===== INPUT MATERIAL =====

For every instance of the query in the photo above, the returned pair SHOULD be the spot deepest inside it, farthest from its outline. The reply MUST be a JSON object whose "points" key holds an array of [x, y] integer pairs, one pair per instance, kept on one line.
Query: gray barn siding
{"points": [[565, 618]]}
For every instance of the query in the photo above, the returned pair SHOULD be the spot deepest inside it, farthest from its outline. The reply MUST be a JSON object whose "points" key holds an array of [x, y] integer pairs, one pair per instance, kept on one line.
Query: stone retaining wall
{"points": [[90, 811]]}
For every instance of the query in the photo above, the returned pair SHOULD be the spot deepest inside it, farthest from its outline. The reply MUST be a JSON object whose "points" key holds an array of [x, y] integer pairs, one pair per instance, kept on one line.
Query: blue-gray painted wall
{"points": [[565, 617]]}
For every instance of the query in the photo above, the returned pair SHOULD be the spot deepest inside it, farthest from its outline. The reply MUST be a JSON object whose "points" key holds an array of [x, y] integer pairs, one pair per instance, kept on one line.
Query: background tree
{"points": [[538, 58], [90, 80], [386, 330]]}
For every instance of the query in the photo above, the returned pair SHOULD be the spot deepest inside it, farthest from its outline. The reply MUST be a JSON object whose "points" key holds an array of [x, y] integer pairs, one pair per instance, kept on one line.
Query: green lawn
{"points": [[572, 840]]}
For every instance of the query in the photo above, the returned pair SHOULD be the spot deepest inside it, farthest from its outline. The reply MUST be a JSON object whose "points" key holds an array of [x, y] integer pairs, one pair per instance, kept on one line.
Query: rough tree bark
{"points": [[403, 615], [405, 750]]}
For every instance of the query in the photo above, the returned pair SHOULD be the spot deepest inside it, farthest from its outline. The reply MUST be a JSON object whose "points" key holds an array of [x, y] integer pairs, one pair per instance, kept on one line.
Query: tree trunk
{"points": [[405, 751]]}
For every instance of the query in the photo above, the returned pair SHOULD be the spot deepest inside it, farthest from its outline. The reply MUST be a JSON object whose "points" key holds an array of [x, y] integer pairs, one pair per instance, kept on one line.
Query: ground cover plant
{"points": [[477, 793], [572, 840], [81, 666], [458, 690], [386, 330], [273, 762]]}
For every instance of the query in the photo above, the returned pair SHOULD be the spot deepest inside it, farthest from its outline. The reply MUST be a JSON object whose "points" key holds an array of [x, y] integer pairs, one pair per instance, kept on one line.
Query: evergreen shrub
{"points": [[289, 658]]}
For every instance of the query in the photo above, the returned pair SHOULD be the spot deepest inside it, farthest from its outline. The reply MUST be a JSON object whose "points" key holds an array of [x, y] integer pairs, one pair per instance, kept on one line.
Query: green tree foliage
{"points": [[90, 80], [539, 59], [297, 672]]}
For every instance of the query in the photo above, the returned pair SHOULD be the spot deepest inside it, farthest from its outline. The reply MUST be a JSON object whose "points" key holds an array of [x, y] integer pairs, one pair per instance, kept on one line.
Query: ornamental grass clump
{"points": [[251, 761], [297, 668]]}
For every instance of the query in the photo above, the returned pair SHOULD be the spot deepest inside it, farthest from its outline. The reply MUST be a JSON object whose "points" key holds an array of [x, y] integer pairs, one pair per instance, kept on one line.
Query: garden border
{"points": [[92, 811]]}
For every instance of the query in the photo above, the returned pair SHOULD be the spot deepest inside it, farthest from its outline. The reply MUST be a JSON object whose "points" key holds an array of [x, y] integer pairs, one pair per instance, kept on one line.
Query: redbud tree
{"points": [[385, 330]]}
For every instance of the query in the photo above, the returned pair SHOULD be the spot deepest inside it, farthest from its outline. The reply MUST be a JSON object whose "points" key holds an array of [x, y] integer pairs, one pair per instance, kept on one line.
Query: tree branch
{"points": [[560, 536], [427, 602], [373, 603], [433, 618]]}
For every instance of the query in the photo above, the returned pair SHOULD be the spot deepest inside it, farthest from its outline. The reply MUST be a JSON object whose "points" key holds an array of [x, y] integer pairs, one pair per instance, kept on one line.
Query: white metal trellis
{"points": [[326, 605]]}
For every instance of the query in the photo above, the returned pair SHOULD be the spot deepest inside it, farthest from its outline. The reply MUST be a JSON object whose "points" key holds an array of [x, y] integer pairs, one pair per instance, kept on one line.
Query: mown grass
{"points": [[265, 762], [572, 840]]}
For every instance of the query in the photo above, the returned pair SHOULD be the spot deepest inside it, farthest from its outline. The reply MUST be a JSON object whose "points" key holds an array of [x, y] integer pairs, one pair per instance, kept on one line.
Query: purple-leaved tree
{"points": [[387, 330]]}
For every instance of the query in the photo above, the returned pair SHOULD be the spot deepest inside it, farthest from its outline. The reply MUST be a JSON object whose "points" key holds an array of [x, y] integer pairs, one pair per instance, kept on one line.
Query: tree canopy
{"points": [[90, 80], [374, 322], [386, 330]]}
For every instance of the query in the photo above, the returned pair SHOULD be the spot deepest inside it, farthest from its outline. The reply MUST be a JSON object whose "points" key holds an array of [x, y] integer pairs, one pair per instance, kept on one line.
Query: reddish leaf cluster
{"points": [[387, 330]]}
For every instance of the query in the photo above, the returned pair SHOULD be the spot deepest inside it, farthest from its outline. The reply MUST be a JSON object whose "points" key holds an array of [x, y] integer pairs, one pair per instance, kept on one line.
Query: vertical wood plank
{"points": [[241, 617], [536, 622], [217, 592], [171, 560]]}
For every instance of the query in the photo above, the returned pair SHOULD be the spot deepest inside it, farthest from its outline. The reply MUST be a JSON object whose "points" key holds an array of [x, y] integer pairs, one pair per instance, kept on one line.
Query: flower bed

=====

- [PROBLEM STATEMENT]:
Every entry should be printed again exactly as written.

- [RESULT OF THIS EXERCISE]:
For every instance of the query in the photo above, the returned pair SHOULD be the spot deepest inside it, farthest from its outline. The reply MUST be a JSON object whose "points" key holds an array of [x, y] integer pairs, one pair per instance, kept on one line.
Query: gray barn siding
{"points": [[565, 618]]}
For every instance of the query in the photo above, the returned pair SHOULD be the spot deepest inside it, farthest from its outline. The reply MUST be a JSON object whose "points" key holds an array of [x, y] integer pairs, one pair per instance, kept on one line.
Query: stone retaining wall
{"points": [[90, 811]]}
For every instance of the query in the photo above, the returned pair SHOULD be the spot deepest inside it, farthest from its outline. The reply MUST be a JSON object whose "points" key holds an array of [x, y] integer pairs, one pair per instance, kept on one line.
Query: blue-gray painted wall
{"points": [[565, 617]]}
For every instance of the query in the photo above, the returned pair SHOULD be the spot deepest inside it, farthest from its outline. The reply MUST be a JSON object whose "points" key holds an array of [x, y] integer pairs, one pair per instance, kept on one line.
Query: background tree
{"points": [[538, 58], [90, 80], [386, 330]]}
For every instance of the query in the photo above, the returned pair SHOULD be the spot deepest inside it, farthest from its outline. The reply MUST be a JSON object whose "points" key holds an array of [x, y] integer pairs, one pair per instance, kept on one line.
Query: green lawn
{"points": [[572, 840]]}
For every instance of the query in the photo above, the returned pair SHOULD be the spot deepest inside it, farthest from its outline. The reply MUST be a JSON object whose "points" key holds an array of [x, y] integer pairs, one pair per instance, kept on one line.
Query: rough tree bark
{"points": [[403, 615], [405, 750]]}
For every instance of the query in the photo above, the returned pair SHOULD be the spot deepest inside it, farthest from its outline. The reply MUST be a JSON object whose "points" key holds an array of [x, y] integer pairs, one pair per instance, kept on one line.
Query: tree trunk
{"points": [[405, 751]]}
For every instance of the query in the photo above, the returned pair SHOULD be the spot deepest inside it, farthest from its outline. The reply MUST be a JSON object whose "points" key holds an array of [x, y] integer pairs, one pair per instance, kept on one line.
Query: ground cover plant
{"points": [[477, 793], [572, 840], [81, 666], [458, 690], [386, 330], [273, 762]]}
For every instance of the query in the photo above, the returned pair SHOULD be the spot deepest inside it, farthest from its outline. The reply MUST be a JSON object whose "points" key holds an array of [x, y] integer pairs, one pair per instance, kept on one line.
Query: evergreen shrub
{"points": [[289, 658]]}
For every instance of the query in the photo above, the returned pair SHOULD be the spot deepest inside it, farthest from its outline. The reply MUST be a JSON object whose "points" key holds an array of [x, y] integer pairs, one pair per instance, kept on one line.
Query: green tree foliage
{"points": [[90, 80], [539, 59], [297, 672]]}
For every instance of the query in the photo above, the returned pair SHOULD be the spot deepest inside it, farthest from its outline. The reply MUST be a JSON object whose "points" key holds an array of [x, y] integer pairs, one pair per instance, kept on one line.
Query: ornamental grass clump
{"points": [[251, 761], [297, 668]]}
For every instance of the query in the photo above, the returned pair SHOULD be the spot deepest inside it, farthest from its outline. The reply MUST be a JSON object whose "points" key holds an array of [x, y] integer pairs, one pair per instance, kept on one line.
Query: garden border
{"points": [[92, 811]]}
For every instance of the query in the photo above, the returned pair SHOULD be the spot deepest inside it, farthest from its outline. The reply MUST be a JSON object whose "points" key holds an array of [x, y] integer pairs, one pair per instance, kept on one line.
Query: redbud tree
{"points": [[385, 330]]}
For every instance of the query in the photo above, the returned pair SHOULD be the spot deepest inside it, farthest from its outline. The reply MUST be a JSON object whose "points" key holds an array of [x, y] integer pairs, one pair per instance, kept on one line.
Query: tree branch
{"points": [[560, 536], [427, 602], [373, 603], [433, 618]]}
For every instance of the query in the photo above, the returned pair SHOULD be the spot deepest inside it, farthest from its outline. The reply MUST be a JSON object whose "points" key holds an array of [x, y] integer pairs, one pair per instance, kept on one line.
Query: white metal trellis
{"points": [[326, 605]]}
For every instance of the query in the photo above, the returned pair SHOULD be the spot deepest inside it, farthest from its outline. The reply MUST be a JSON object whose "points" key holds an array of [x, y] integer pairs, one pair per instance, kept on one line.
Query: mown grass
{"points": [[265, 762], [572, 840]]}
For every instance of the query in the photo above, the returned pair SHOULD be the spot deepest inside it, farthest from its outline. The reply MUST be a JSON object whose "points" key holds an array of [x, y] integer pairs, one pair per instance, kept on one line.
Query: purple-leaved tree
{"points": [[387, 330]]}
For every instance of the query in the photo above, the returned pair SHOULD be the spot deepest inside it, farthest from its outline. The reply MUST be a JSON object whose "points" key holds an array of [x, y] integer pairs, one pair per instance, kept on one line.
Query: tree canopy
{"points": [[90, 80], [374, 322], [386, 330]]}
For every instance of the query in the photo above, the returned pair SHOULD be the spot deepest inside it, farthest from its outline. The reply MUST be a JSON object whose "points" key holds an array of [x, y] integer pairs, one pair per instance, kept on one line.
Query: reddish leaf cluster
{"points": [[387, 330]]}
For every instance of the query in the photo above, the returned pair SHOULD be the spot deepest inside it, farthest from its outline. The reply MUST be a JSON object whose "points" key holds an array of [x, y] integer pairs, one pair per instance, kept on one line.
Query: vertical wood plank
{"points": [[241, 617], [536, 622], [217, 592], [171, 560]]}
For every instance of the query in the photo above, the returned pair SHOULD be the spot deepest inside it, farthest from its outline. The reply MUST be a JSON object whose "points" key holds an array of [x, y] integer pairs, one pair per instance, kept on one line.
Query: flower bed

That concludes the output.